• [Brief]: Keep every line in which "come" occurs and drop the rest of the data.

• [Data to use]:
------------------------------------------------------------
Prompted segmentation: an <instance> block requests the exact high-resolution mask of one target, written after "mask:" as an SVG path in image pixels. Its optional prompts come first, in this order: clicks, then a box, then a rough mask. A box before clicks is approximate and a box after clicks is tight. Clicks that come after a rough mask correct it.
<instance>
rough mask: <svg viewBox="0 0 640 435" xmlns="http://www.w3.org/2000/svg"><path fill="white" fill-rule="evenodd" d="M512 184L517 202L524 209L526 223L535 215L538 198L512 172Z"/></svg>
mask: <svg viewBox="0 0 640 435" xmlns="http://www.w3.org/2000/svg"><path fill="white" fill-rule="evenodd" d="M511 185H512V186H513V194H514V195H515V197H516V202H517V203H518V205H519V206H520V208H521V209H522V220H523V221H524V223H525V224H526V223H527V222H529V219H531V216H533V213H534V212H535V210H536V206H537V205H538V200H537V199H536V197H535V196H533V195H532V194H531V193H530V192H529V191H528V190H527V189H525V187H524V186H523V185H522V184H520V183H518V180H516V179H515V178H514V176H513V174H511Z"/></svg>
------------------------------------------------------------
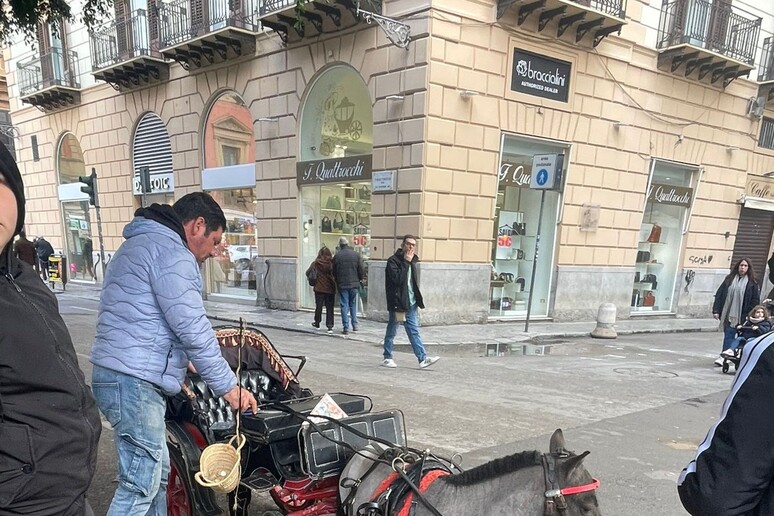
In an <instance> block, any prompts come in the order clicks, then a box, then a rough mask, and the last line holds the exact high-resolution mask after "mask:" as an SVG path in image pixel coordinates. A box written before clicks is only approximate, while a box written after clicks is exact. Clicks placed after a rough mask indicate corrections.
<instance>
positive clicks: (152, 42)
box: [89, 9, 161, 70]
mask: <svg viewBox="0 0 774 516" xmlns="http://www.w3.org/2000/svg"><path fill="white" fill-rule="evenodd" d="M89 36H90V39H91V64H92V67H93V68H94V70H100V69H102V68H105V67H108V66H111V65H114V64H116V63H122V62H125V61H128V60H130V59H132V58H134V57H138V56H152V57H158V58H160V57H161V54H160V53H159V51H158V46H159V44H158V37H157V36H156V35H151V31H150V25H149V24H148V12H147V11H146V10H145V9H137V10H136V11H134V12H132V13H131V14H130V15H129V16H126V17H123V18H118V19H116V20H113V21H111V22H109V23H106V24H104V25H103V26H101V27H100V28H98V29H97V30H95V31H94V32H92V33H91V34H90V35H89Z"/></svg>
------------------------------------------------------------
• [Your response]:
Prompted segmentation: an <instance> block requests the exact high-resolution mask of one target, written after "mask:" as an SVG path in image pixels. Its optional prompts come first, in this order: clicks, then a box, then a rough mask. A box before clicks is approximate and a box after clicks is tight. Clicks that come after a rough mask correct it.
In an <instance> block, any prompts come in the order clicks, then a box, then a rough mask, and the last line holds the exact high-resolution mask after "mask:" as an SVG path in image pixel coordinates. A box written before clicks is only approximate, while a box written after clicks is exact. Clicks placed after a rough mask indicate corrections.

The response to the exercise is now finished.